-- Extract provided follows --

No, I didn't. The OP did. I was just checking out what they asserted without
evidence.

------
stcredzero
_As politicians have become more polarized, we have increasingly allowed
ourselves to be used by demagogues on both sides of the aisle, amplifying
their insults instead of exposing their motivations. Again and again, we have
escalated the conflict and snuffed the complexity out of the conversation._

Why? Because it generates views. Because outrage is the easiest way to make
something go viral.

[https://www.youtube.com/watch?v=rE3j_RHkqJc](https://www.youtube.com/watch?v=rE3j_RHkqJc)

Politicians of a certain bent encourage this behavior as well, because it's
the perfect way of cementing a highly loyal "base." This happens more at the
farther ends of the political spectrum, both on the left and on the right.

[https://www.youtube.com/watch?v=deg1wmYjwtk](https://www.youtube.com/watch?v=deg1wmYjwtk)

------
mcprwklzpq
I took this notes.

Journalist Amanda Ripley says that "Complexity is contagious" and that
"Complicating the narrative means finding and including the details that don’t
fit the [binary] narrative — on purpose."

So in some study participants talk about polarizing issue. Before talking they
read one article about it.

-- Extract provided concluded --
-- Information shown follows --

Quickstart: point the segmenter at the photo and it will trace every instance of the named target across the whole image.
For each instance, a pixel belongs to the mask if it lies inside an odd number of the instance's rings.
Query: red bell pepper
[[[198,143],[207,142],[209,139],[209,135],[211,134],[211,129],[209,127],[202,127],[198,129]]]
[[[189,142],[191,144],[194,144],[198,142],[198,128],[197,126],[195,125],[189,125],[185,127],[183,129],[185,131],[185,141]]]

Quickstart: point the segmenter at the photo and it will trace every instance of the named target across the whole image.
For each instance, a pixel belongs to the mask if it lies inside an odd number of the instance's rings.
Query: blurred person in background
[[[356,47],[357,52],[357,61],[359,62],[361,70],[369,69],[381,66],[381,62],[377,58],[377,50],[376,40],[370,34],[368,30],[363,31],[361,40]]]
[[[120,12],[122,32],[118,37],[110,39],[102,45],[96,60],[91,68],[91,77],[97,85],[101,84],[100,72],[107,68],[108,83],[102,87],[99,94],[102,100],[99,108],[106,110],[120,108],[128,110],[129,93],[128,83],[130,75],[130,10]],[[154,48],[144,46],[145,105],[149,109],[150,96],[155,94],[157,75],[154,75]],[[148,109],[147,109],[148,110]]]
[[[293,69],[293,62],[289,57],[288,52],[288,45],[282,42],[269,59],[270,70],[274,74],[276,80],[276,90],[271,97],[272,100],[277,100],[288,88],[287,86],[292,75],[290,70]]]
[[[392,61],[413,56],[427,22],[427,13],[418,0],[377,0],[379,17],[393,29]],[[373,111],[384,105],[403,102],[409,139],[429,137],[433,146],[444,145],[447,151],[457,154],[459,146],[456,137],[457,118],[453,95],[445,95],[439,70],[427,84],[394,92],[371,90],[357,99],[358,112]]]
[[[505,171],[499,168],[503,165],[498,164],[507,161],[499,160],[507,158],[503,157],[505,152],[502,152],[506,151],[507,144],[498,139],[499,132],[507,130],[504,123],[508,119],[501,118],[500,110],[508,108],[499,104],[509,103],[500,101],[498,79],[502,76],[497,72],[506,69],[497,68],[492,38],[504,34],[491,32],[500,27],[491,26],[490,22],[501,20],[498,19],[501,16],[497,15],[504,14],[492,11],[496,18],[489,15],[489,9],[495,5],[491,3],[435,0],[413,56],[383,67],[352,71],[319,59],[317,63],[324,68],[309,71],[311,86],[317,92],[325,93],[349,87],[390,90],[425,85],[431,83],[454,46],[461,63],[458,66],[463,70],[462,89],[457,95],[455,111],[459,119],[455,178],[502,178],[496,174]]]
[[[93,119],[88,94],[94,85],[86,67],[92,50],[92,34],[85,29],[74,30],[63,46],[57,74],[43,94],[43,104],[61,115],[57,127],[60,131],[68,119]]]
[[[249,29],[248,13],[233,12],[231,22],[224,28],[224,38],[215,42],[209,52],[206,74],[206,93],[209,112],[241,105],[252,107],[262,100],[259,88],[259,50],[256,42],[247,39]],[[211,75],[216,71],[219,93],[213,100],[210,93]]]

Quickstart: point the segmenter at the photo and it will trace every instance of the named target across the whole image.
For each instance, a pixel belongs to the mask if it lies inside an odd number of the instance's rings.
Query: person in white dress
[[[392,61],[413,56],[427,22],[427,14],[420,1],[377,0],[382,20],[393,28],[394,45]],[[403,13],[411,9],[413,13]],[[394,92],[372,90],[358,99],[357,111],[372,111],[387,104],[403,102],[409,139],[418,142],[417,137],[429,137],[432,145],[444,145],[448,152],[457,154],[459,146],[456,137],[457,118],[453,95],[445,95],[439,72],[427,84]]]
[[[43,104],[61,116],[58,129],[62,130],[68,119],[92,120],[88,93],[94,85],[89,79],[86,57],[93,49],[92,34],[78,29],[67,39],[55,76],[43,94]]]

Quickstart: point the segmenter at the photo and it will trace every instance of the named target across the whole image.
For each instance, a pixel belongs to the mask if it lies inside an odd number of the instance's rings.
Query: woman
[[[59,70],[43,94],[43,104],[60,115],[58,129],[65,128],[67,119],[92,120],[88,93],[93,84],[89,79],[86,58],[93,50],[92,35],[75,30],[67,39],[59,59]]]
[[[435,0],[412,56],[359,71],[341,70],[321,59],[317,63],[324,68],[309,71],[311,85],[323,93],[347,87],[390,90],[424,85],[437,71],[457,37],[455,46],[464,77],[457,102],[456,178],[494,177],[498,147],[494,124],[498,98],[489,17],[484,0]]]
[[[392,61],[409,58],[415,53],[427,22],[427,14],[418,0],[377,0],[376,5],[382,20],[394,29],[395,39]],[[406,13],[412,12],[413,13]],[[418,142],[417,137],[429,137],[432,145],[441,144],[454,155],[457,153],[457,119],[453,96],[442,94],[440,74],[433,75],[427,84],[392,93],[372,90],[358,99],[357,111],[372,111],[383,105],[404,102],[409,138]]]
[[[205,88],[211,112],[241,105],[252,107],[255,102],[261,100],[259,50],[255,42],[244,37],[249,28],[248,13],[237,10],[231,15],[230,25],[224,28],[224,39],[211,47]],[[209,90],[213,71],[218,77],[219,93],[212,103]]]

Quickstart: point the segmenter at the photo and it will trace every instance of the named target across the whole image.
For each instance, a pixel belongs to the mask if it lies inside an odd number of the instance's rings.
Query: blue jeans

-- Information shown concluded --

• [Problem to solve] Continue the forum thread on polarization and complexity in news coverage, starting after its final sentence. This data has no connection to the forum thread on polarization and complexity in news coverage.

• [Task answer]
If article is similar to news article with 2 sides to the story, participants
take sides, argue and leave with negative impression that conversation is
meaningless.

If article is similar to anthropologist’s field notes, with emphasis on
complexity of the issue and without binary division, then participants “don’t
solve the debate” but "do have a more nuanced understanding and more
willingness to continue the conversation" researcher and social psychologist
Peter T. Coleman says.

Then in a long case study of some american talk show some specialists propose
general questions to bring more nuance to conversations.

What divides us?

What is oversimplified about this issue?

How has this conflict affected your life?

What do you think the other side wants?

What’s the question nobody is asking?

What do you and your supporters need to learn about the other side in order to
understand them better?

What do you think the other community thinks of you?

What do you think of the other community?

What do you want the other community to know about you?

What do you want to know about the other community?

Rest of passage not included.